---- Supplied entries

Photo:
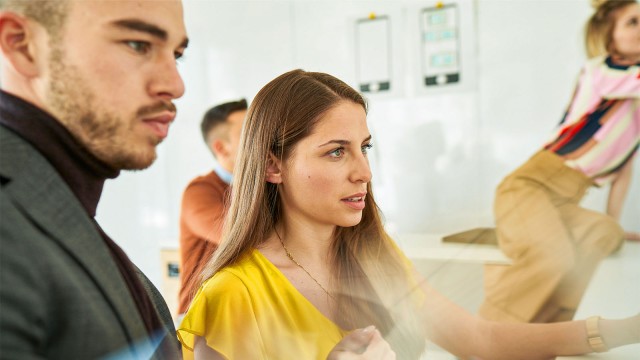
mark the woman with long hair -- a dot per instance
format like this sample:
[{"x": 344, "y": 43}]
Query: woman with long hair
[{"x": 305, "y": 258}]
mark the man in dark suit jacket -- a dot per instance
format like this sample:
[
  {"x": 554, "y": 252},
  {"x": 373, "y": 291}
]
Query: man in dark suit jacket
[{"x": 86, "y": 91}]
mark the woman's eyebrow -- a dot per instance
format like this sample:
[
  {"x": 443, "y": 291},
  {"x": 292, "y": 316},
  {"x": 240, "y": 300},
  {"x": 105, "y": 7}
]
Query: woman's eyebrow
[{"x": 343, "y": 142}]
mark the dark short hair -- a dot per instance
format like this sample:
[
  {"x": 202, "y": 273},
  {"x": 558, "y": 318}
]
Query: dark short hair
[
  {"x": 218, "y": 115},
  {"x": 50, "y": 14}
]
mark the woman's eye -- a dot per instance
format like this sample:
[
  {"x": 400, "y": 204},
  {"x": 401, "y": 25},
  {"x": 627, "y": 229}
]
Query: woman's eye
[
  {"x": 337, "y": 152},
  {"x": 365, "y": 148},
  {"x": 141, "y": 47}
]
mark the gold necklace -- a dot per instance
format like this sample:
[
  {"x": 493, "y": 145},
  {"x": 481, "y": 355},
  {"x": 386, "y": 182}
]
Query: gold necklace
[{"x": 300, "y": 266}]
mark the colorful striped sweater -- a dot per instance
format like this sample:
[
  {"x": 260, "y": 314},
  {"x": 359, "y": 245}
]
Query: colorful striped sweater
[{"x": 600, "y": 131}]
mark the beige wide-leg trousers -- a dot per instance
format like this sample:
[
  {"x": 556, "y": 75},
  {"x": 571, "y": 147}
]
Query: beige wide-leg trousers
[{"x": 555, "y": 244}]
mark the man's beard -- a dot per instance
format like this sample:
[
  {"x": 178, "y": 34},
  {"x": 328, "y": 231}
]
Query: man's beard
[{"x": 104, "y": 134}]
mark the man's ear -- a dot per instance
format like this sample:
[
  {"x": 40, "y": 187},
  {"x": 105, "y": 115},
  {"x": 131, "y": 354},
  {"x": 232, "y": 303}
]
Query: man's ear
[
  {"x": 274, "y": 170},
  {"x": 17, "y": 43},
  {"x": 218, "y": 148}
]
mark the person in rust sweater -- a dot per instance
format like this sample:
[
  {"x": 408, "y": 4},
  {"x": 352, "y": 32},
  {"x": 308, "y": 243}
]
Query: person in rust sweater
[{"x": 204, "y": 199}]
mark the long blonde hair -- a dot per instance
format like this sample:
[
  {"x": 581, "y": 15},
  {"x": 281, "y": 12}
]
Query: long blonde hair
[
  {"x": 372, "y": 279},
  {"x": 599, "y": 27}
]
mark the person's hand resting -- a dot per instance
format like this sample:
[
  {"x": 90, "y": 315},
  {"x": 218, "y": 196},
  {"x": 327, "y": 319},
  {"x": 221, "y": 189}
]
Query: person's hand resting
[{"x": 362, "y": 344}]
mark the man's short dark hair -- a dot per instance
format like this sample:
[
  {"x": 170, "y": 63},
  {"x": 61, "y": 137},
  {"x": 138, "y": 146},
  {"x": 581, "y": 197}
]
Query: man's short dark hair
[
  {"x": 50, "y": 14},
  {"x": 218, "y": 115}
]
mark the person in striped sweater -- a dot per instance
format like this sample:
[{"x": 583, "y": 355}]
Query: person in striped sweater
[{"x": 556, "y": 244}]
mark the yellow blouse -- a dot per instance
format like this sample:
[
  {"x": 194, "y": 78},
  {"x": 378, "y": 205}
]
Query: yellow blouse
[{"x": 250, "y": 310}]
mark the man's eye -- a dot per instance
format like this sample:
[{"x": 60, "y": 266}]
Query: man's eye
[{"x": 141, "y": 47}]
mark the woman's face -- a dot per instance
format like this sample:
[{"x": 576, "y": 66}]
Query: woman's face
[
  {"x": 626, "y": 33},
  {"x": 324, "y": 180}
]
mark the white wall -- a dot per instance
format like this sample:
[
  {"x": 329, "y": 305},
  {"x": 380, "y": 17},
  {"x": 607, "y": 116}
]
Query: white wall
[{"x": 438, "y": 155}]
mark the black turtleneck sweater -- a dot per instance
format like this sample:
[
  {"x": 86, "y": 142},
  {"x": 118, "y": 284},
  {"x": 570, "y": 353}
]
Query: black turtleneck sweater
[{"x": 85, "y": 175}]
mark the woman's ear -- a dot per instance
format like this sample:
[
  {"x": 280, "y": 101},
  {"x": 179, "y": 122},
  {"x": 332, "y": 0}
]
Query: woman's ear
[
  {"x": 274, "y": 169},
  {"x": 18, "y": 43}
]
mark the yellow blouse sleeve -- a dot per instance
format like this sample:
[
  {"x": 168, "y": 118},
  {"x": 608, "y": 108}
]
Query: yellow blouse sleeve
[{"x": 222, "y": 312}]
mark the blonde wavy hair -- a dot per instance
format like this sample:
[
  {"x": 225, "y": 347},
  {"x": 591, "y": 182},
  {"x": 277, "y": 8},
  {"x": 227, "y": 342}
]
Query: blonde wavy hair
[
  {"x": 599, "y": 27},
  {"x": 373, "y": 284}
]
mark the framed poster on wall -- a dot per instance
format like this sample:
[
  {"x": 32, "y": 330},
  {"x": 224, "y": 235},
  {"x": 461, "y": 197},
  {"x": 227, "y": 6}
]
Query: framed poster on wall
[
  {"x": 373, "y": 54},
  {"x": 440, "y": 32}
]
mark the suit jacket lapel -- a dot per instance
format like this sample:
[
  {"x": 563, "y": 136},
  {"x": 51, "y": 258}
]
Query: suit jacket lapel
[{"x": 40, "y": 192}]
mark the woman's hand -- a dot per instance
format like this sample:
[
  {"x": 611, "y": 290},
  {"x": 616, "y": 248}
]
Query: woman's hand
[{"x": 362, "y": 344}]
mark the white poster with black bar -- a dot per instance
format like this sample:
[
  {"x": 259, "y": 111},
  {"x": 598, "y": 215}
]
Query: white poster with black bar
[{"x": 373, "y": 54}]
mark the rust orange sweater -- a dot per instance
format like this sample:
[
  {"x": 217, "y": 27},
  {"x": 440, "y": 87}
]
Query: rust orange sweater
[{"x": 202, "y": 213}]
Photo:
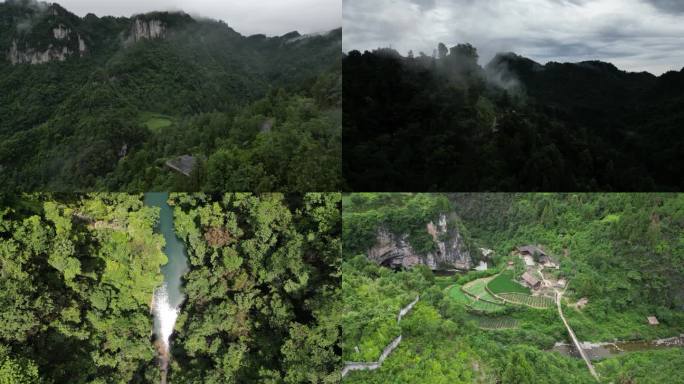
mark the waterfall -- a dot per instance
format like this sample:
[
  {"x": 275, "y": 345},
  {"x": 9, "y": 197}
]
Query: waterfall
[
  {"x": 164, "y": 316},
  {"x": 168, "y": 297}
]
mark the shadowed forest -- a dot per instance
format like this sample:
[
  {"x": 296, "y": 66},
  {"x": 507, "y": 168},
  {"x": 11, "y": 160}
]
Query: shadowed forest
[
  {"x": 445, "y": 123},
  {"x": 618, "y": 260},
  {"x": 105, "y": 103},
  {"x": 77, "y": 275}
]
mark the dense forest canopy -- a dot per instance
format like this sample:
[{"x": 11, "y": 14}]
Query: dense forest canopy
[
  {"x": 77, "y": 275},
  {"x": 105, "y": 102},
  {"x": 623, "y": 253},
  {"x": 445, "y": 123}
]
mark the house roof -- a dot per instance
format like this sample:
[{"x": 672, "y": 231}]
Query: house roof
[
  {"x": 531, "y": 249},
  {"x": 529, "y": 279},
  {"x": 548, "y": 259}
]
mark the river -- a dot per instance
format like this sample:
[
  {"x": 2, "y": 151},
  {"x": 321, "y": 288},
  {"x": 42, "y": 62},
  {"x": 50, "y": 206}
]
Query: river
[
  {"x": 169, "y": 296},
  {"x": 597, "y": 351}
]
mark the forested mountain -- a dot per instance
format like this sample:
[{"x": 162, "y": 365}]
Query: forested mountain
[
  {"x": 444, "y": 122},
  {"x": 77, "y": 275},
  {"x": 619, "y": 259},
  {"x": 105, "y": 102}
]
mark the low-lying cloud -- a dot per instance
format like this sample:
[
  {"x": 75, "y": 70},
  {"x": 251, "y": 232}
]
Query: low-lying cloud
[
  {"x": 271, "y": 17},
  {"x": 635, "y": 35}
]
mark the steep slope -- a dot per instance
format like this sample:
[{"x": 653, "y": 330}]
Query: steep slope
[
  {"x": 445, "y": 123},
  {"x": 79, "y": 90},
  {"x": 411, "y": 230}
]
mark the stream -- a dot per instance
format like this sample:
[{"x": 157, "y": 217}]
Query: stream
[
  {"x": 169, "y": 296},
  {"x": 598, "y": 351}
]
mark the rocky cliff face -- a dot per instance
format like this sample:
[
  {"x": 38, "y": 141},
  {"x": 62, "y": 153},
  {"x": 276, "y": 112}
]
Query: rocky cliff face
[
  {"x": 63, "y": 44},
  {"x": 395, "y": 250},
  {"x": 33, "y": 56},
  {"x": 147, "y": 30}
]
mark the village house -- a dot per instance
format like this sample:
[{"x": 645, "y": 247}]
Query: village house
[
  {"x": 531, "y": 281},
  {"x": 548, "y": 262}
]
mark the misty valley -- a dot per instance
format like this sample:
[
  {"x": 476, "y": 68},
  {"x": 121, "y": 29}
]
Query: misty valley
[
  {"x": 442, "y": 122},
  {"x": 164, "y": 101},
  {"x": 512, "y": 288},
  {"x": 169, "y": 288}
]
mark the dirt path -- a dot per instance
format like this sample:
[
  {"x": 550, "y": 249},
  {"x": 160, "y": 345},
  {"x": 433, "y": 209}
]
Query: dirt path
[
  {"x": 559, "y": 295},
  {"x": 358, "y": 366}
]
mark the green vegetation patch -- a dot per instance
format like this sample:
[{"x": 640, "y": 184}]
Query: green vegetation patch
[
  {"x": 457, "y": 294},
  {"x": 504, "y": 283},
  {"x": 477, "y": 288},
  {"x": 494, "y": 323},
  {"x": 156, "y": 122},
  {"x": 540, "y": 302},
  {"x": 486, "y": 307}
]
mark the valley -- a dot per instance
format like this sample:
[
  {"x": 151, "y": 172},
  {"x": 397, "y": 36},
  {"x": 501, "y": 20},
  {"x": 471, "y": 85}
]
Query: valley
[
  {"x": 556, "y": 260},
  {"x": 105, "y": 103}
]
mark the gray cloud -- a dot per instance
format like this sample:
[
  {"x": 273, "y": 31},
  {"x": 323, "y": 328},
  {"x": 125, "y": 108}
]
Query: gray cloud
[
  {"x": 635, "y": 35},
  {"x": 271, "y": 17},
  {"x": 668, "y": 5}
]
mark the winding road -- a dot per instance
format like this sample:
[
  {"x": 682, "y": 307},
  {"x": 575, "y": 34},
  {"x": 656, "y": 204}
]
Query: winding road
[{"x": 559, "y": 295}]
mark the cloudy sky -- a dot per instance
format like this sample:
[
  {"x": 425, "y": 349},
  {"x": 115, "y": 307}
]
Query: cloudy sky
[
  {"x": 635, "y": 35},
  {"x": 271, "y": 17}
]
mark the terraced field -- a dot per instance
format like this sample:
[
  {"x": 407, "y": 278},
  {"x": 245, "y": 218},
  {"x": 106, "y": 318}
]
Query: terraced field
[
  {"x": 477, "y": 288},
  {"x": 504, "y": 283},
  {"x": 493, "y": 323},
  {"x": 458, "y": 295},
  {"x": 486, "y": 306},
  {"x": 530, "y": 301}
]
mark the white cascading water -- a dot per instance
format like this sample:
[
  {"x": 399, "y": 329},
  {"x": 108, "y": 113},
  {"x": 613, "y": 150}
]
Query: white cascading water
[{"x": 165, "y": 316}]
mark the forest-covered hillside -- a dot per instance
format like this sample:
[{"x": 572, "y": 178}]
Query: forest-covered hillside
[
  {"x": 445, "y": 123},
  {"x": 621, "y": 259},
  {"x": 105, "y": 102},
  {"x": 78, "y": 272}
]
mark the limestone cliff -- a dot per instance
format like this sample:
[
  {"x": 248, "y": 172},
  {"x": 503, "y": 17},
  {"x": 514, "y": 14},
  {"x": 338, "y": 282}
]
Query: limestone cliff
[
  {"x": 147, "y": 30},
  {"x": 61, "y": 44},
  {"x": 33, "y": 56},
  {"x": 450, "y": 251}
]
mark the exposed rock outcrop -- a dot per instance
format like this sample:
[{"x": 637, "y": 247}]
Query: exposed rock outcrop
[
  {"x": 147, "y": 30},
  {"x": 451, "y": 250},
  {"x": 82, "y": 48},
  {"x": 33, "y": 56},
  {"x": 61, "y": 32}
]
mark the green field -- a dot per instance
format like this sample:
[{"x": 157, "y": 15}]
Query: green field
[
  {"x": 530, "y": 301},
  {"x": 486, "y": 306},
  {"x": 458, "y": 295},
  {"x": 456, "y": 292},
  {"x": 444, "y": 281},
  {"x": 477, "y": 288},
  {"x": 156, "y": 122},
  {"x": 504, "y": 283},
  {"x": 493, "y": 323}
]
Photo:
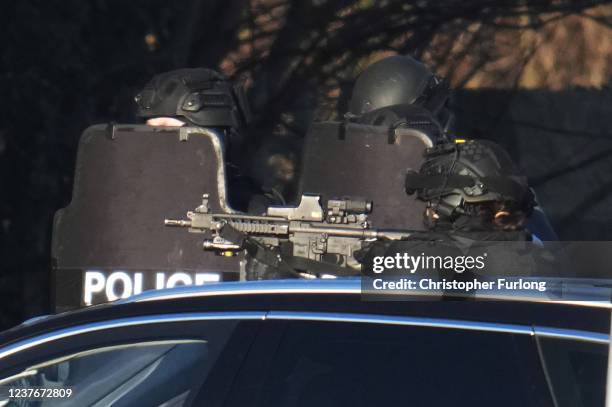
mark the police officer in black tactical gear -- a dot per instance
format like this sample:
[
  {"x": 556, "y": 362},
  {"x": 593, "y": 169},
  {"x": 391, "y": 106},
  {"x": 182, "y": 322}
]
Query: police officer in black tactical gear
[
  {"x": 205, "y": 98},
  {"x": 477, "y": 202},
  {"x": 472, "y": 186},
  {"x": 401, "y": 91},
  {"x": 198, "y": 97}
]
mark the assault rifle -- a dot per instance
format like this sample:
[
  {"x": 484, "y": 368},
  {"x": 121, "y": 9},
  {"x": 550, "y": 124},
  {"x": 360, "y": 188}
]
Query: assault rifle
[{"x": 330, "y": 235}]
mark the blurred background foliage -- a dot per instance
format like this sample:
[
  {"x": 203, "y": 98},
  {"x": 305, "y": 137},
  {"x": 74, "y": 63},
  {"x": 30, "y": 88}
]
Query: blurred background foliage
[{"x": 533, "y": 74}]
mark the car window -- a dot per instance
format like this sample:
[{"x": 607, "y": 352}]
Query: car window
[
  {"x": 350, "y": 364},
  {"x": 143, "y": 372},
  {"x": 156, "y": 373},
  {"x": 576, "y": 371}
]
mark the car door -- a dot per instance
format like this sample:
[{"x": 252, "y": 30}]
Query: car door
[{"x": 150, "y": 360}]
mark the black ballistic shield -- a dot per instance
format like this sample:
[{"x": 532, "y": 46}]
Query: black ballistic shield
[
  {"x": 128, "y": 179},
  {"x": 368, "y": 162}
]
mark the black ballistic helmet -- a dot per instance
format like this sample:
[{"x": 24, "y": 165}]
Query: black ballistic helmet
[
  {"x": 394, "y": 81},
  {"x": 457, "y": 178},
  {"x": 200, "y": 96}
]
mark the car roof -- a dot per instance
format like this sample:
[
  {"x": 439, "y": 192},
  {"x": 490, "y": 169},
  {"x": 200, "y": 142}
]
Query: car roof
[{"x": 339, "y": 295}]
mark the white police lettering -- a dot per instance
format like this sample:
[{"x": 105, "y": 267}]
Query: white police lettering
[
  {"x": 103, "y": 286},
  {"x": 94, "y": 283}
]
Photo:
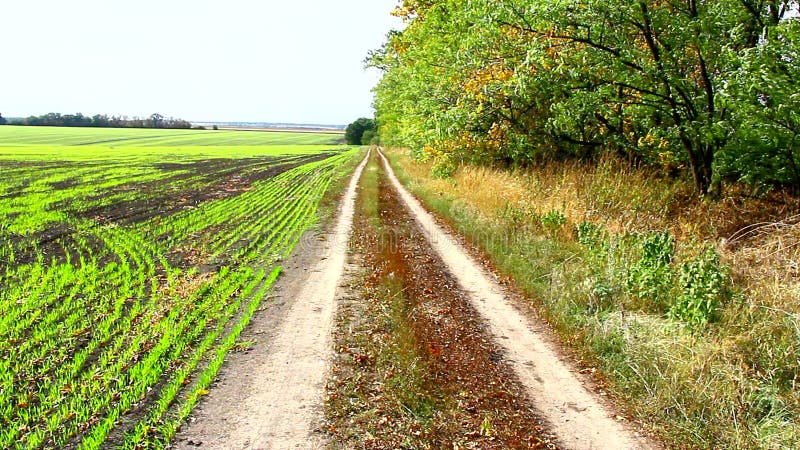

--------

> **Prompt**: Count the lines in the items above that contain the string "valley", treating uppercase and lowercase letters as different. Reply with the number alone.

> **Exercise solution**: 4